OBJECTIVES |
- A) Write out the passage of the antenna installation account from "I then used" to "holding it down.".
- B) According to the antenna installation account, what was used to clean the roof area where the Winegard would be placed?

EXTRACT |
__________________________________________________

I finally finished up the installation of a Winegard Trav’ler on our 2012 Discovery 36J - and I’m very happy with the conversion. The KVH antenna had to move between satellites, and, although an in-motion system, I wasn’t impressed with its capabilities. We never used it while traveling. Although it may appear as a daunting task, the entire process was relatively easy, although time consuming. Preparation is the key, both logistically and mentally.
I read every article I could find on installing a Winegard system. I got all the equipment, tools and supplies ready well ahead of time, before beginning the installation. The mental preparation was at least as important as actually removing the KVH system and installing the Winegard Trav’ler. At last, I was ready to pursue this adventure.
The most important step - wait for a nice warm day, with no wind. It’s a long way down from atop a motor home.
In all, I used 3 ladders, one 10 foot ladder to easily place tools and supplies on top of the coach, one 20 foot ladder adjusted to the appropriate height used to take the new Winegard system up on the coach, and one 6 foot ladder to gain easy access to the rear-mounted ladder on our Discovery. They all came in handy.
Once ready to remove the KVH system, I used a putty knife to free up as much os the sealant that had been placed around the three base tabs. Each tab had five 8mm hex head screws holding it in place. The front tab was more of a challenge to get to (did I mention it’s a long way down?), so I removed the radome from the KVH antenna to get easier access.
Once the screws are removed from the KVH mounting tabs, and the three cables (one control cable, two coaxial cables) disconnected from the unit, the antenna can be lifted up and away and placed on the roof elsewhere, keeping in mind there is very little “elsewhere” available on the roof due to the air conditioner just behind the antenna. To preclude transferring remnants of the sealer to the roof, I wrapped the three tabs with a sheet of paper towel before moving it - that made it easier to take the KVH antenna down the ladder as well without worrying about trailing the sticky sealer behind me.
With free access to the mounting location, I then cleaned up the area where the Winegard would be placed using denatured alcohol after scraping away the remaining sealer from around the base of the KVH mounting tabs. There is plenty of space to locate the Trav’ler on the roof in the Discovery where the KVH had been.
Fleetwood had sent me two diagrams of the KVH installation, which indicated that there was a reinforced area where the antenna had been installed, sufficiently large that the Winegard would fit nicely. I placed the Trav’ler so that the front of the antenna would be close to the same location where the KVH front mounting tab was attached. Be sure to place the Winegard so that the label saying “front” is pointing to the front.
After temporarily locating it where I wanted, I drew an outline around the base with a Sharpie pen, then removed the Winegard and placed a bead of Dicor sealant about ½ inch inside the outline to provide a proper seal against the weather. Taking your time, place the base of the Trav’ler on the outline so that the base flattens out the sealant.
I then used a very small drill to place one screw through the roof and hold the antenna in place. I then drilled a second hole in the roof on the opposite side, then placed a screw to stabilize the antenna while I drilled the other holes and put the screws in place. There are a total of nine screws holding it down.
At this point, I plugged the system in to ensure it would raise and lower the antenna (it did), and to allow me to install the actual dish on the Trav’ler using 4 bolts and nuts. Easily done.
Now the “interesting” part - pulling the control cable and two coaxial cables through the roof of the Discovery. I chose to use the existing hole in the roof, thinking that Fleetwood had figured it out to make access easy for the KVH installation. I didn’t want to put another hole in the roof.

__________________________________________________

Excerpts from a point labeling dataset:
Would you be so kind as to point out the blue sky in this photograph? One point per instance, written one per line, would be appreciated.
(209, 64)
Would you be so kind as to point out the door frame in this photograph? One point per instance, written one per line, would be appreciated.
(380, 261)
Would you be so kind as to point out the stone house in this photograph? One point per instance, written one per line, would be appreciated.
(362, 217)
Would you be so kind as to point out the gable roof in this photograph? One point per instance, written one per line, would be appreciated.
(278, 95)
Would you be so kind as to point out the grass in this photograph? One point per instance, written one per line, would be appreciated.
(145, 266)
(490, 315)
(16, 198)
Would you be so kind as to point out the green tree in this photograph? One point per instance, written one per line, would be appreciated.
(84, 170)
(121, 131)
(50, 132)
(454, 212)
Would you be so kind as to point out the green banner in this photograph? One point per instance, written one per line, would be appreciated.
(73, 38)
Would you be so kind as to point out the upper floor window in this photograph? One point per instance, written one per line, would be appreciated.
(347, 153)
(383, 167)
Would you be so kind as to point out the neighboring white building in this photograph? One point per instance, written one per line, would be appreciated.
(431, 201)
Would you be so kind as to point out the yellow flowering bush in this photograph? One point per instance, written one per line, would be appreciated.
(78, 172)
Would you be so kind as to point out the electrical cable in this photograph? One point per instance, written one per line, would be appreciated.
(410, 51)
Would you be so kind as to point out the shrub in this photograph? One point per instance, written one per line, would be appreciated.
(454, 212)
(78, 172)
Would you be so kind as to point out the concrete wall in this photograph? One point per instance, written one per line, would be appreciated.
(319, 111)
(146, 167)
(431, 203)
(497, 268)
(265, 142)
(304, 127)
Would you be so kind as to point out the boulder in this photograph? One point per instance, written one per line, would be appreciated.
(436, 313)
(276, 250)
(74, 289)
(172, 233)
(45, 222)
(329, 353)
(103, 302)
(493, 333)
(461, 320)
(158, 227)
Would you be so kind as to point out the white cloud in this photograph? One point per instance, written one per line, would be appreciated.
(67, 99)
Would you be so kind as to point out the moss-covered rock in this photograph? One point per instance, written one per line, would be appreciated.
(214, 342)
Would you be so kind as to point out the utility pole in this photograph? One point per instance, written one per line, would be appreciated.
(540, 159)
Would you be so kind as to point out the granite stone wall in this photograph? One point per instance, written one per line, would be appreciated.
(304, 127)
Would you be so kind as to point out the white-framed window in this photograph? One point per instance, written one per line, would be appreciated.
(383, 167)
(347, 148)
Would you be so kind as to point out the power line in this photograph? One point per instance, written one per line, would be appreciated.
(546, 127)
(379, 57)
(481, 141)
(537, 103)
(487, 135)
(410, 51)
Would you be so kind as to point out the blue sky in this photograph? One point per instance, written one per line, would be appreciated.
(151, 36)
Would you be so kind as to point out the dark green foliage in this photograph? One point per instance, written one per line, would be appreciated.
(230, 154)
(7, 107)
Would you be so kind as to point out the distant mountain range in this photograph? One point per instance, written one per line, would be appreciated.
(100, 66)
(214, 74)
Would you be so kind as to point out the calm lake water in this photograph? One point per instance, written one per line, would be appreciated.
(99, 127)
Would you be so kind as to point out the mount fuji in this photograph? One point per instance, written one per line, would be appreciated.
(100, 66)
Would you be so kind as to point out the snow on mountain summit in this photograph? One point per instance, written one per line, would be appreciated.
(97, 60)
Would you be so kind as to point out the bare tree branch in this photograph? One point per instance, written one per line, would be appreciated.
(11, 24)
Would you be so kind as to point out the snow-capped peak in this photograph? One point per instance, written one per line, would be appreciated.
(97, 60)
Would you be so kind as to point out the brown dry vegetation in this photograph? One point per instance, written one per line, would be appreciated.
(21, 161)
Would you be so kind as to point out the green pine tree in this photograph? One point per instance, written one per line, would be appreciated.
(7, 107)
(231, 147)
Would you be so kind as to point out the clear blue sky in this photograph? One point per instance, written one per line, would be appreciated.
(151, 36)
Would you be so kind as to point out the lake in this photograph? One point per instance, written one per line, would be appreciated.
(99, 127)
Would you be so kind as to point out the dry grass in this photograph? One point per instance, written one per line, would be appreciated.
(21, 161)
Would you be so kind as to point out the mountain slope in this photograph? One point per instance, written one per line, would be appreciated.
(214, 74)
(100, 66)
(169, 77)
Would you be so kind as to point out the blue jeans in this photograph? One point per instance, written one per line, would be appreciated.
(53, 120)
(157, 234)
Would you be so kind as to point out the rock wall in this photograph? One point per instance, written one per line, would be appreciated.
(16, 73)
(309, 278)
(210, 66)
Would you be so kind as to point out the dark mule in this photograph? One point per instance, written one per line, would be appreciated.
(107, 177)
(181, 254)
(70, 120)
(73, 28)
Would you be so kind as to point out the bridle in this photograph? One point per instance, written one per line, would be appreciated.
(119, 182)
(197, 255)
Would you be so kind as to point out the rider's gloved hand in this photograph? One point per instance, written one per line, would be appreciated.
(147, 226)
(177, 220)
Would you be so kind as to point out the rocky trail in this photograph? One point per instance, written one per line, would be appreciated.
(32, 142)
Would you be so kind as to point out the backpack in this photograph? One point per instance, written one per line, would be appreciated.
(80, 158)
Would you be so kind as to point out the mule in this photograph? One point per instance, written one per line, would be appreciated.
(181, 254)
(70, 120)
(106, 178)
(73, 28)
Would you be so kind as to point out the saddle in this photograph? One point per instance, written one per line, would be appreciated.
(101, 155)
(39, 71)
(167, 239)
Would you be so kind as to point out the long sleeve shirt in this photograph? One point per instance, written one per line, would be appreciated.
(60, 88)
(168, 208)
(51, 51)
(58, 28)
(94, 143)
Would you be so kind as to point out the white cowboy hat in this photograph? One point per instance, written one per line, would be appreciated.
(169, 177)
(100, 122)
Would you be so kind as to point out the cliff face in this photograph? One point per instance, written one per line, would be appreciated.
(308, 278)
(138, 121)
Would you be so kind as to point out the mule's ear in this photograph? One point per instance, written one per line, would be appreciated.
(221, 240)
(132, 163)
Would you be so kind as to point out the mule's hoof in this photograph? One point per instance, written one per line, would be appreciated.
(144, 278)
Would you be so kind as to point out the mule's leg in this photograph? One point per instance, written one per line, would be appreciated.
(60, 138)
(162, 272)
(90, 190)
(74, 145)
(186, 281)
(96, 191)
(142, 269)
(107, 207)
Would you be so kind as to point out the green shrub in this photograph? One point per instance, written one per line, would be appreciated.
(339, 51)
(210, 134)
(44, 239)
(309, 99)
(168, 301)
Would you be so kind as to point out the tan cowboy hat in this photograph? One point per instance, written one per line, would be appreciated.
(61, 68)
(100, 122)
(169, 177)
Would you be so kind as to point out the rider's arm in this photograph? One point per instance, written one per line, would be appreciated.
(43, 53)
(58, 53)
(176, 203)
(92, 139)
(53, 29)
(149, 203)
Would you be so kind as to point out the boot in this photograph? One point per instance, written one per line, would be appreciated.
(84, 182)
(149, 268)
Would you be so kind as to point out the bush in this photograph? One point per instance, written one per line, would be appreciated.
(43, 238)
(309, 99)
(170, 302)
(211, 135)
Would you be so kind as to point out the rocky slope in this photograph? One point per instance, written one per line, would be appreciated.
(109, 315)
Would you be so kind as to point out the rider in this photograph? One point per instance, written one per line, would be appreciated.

__________________________________________________

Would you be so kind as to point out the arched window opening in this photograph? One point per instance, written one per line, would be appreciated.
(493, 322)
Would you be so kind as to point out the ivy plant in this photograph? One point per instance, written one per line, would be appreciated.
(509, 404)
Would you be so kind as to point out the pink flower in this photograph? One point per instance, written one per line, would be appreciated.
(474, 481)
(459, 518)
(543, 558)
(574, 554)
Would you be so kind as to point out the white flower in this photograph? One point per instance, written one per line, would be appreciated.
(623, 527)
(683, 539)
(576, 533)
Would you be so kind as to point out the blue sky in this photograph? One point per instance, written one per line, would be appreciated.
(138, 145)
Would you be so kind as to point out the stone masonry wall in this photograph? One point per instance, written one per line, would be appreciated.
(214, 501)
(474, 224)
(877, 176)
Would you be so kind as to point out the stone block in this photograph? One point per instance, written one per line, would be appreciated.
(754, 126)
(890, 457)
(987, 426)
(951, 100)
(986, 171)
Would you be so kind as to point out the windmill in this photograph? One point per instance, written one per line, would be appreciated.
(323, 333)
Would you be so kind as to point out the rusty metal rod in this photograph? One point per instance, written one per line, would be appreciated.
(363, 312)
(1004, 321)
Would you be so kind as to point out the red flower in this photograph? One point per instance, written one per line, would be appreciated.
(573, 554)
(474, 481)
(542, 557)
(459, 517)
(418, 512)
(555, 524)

__________________________________________________

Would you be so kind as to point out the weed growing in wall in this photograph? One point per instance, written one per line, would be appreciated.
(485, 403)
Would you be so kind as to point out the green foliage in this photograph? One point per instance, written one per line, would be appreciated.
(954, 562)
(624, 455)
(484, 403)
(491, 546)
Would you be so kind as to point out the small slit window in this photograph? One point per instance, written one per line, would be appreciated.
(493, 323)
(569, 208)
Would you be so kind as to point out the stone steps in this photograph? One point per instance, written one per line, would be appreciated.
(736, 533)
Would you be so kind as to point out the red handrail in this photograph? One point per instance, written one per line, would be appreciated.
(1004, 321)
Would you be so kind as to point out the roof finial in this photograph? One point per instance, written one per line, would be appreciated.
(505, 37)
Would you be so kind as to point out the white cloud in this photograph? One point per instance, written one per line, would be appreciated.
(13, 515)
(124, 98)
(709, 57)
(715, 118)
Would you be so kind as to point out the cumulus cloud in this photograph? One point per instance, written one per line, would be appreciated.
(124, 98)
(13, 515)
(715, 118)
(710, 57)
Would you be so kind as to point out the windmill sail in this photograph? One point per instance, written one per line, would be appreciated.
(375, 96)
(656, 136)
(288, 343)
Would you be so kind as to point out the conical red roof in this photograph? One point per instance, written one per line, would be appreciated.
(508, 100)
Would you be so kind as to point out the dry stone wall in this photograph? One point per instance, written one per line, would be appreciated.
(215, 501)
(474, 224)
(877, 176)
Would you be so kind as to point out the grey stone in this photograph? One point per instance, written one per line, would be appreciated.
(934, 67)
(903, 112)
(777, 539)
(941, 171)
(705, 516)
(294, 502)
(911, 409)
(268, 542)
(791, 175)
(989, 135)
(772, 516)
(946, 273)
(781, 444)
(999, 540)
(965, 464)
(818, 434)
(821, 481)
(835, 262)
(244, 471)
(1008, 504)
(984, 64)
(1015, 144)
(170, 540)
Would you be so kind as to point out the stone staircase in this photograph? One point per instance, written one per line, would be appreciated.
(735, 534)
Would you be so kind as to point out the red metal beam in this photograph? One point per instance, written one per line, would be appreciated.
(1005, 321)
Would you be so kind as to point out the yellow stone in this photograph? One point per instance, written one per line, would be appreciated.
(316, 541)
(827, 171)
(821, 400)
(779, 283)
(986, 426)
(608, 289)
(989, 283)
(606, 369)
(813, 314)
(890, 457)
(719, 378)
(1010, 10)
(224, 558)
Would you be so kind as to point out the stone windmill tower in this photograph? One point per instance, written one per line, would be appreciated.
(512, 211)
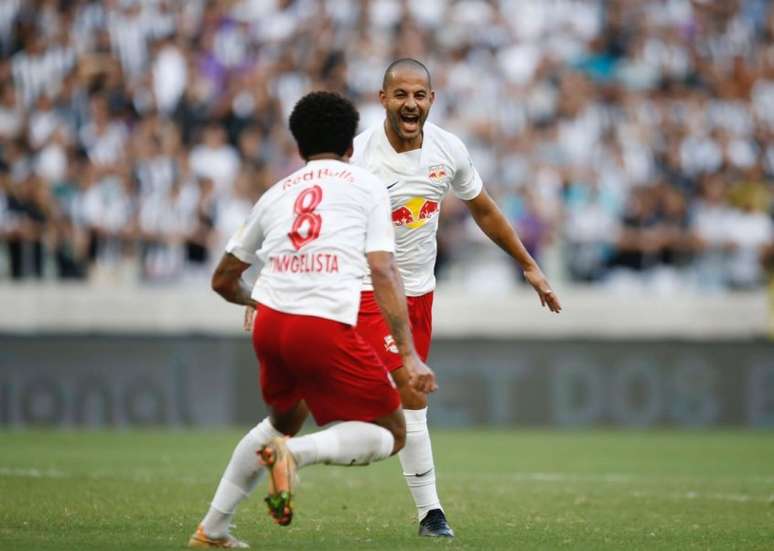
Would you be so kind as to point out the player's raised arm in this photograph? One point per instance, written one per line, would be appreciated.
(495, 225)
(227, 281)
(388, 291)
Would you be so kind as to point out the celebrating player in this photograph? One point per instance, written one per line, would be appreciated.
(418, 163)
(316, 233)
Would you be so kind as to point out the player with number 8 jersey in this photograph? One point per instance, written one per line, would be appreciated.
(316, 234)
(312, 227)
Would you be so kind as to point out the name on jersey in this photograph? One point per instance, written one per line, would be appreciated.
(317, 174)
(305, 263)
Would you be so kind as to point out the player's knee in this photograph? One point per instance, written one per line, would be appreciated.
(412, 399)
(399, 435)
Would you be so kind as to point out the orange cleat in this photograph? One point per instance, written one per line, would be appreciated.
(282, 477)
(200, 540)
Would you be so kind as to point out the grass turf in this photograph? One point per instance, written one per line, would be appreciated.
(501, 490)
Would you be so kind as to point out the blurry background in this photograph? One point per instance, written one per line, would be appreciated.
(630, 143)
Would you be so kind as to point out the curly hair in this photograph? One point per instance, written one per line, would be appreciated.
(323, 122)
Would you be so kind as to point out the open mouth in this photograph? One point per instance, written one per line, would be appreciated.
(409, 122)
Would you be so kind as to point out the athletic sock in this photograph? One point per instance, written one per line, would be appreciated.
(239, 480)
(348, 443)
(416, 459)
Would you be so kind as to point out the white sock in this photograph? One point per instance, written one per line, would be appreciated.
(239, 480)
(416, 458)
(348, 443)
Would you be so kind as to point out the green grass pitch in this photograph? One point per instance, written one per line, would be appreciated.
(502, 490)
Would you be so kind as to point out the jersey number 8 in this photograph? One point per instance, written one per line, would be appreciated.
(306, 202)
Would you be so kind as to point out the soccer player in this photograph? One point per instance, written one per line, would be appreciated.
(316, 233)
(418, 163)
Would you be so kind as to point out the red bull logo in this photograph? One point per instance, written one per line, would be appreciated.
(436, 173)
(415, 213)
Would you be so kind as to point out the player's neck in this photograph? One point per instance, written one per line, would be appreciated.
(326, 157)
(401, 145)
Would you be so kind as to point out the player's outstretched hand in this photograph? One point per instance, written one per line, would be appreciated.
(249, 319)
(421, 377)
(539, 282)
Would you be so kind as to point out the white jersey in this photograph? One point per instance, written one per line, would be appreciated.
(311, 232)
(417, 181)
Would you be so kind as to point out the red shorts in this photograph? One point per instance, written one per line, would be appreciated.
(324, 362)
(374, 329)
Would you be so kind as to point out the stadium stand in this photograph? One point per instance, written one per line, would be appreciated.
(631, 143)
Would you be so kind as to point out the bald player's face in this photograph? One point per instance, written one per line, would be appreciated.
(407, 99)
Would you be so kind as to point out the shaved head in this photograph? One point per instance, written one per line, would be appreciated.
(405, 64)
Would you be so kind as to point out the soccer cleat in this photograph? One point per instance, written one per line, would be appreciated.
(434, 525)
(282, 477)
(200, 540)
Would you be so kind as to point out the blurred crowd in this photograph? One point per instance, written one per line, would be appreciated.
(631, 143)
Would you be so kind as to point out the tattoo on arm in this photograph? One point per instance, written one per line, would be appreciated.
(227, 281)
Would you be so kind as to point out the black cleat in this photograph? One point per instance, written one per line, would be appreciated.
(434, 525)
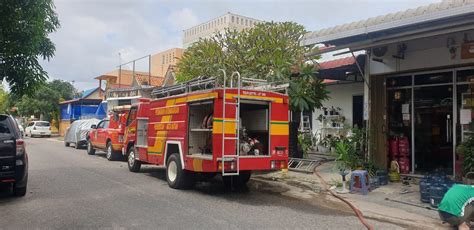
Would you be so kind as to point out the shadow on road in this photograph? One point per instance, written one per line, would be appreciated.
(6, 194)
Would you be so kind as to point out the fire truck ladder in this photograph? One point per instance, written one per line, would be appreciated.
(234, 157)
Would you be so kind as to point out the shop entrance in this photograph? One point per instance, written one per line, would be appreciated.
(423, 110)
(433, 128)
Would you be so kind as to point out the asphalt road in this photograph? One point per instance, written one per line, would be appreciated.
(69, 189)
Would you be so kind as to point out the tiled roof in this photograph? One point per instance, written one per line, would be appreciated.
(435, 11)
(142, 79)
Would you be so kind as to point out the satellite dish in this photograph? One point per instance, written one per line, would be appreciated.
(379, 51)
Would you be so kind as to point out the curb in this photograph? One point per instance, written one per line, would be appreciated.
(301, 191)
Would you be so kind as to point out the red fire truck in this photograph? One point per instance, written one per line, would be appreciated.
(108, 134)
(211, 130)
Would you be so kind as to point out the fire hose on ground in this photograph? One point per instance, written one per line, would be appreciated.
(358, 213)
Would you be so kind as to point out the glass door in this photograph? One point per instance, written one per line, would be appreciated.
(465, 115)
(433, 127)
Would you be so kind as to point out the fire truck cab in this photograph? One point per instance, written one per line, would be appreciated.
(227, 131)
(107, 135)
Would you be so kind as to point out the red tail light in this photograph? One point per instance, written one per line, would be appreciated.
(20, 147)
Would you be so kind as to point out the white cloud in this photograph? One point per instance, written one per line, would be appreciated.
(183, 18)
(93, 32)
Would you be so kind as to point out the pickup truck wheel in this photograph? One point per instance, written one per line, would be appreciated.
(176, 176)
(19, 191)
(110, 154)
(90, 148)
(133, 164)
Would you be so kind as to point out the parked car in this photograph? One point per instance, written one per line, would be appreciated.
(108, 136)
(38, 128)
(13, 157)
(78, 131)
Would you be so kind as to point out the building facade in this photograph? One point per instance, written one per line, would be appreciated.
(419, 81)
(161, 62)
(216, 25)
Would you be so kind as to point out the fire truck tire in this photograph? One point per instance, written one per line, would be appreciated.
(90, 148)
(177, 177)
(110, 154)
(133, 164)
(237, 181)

__________________________________________________

SOLUTIONS BELOW |
- A)
I then used a very small drill to place one screw through the roof and hold the antenna in place. I then drilled a second hole in the roof on the opposite side, then placed a screw to stabilize the antenna while I drilled the other holes and put the screws in place. There are a total of nine screws holding it down.

- B) Denatured alcohol.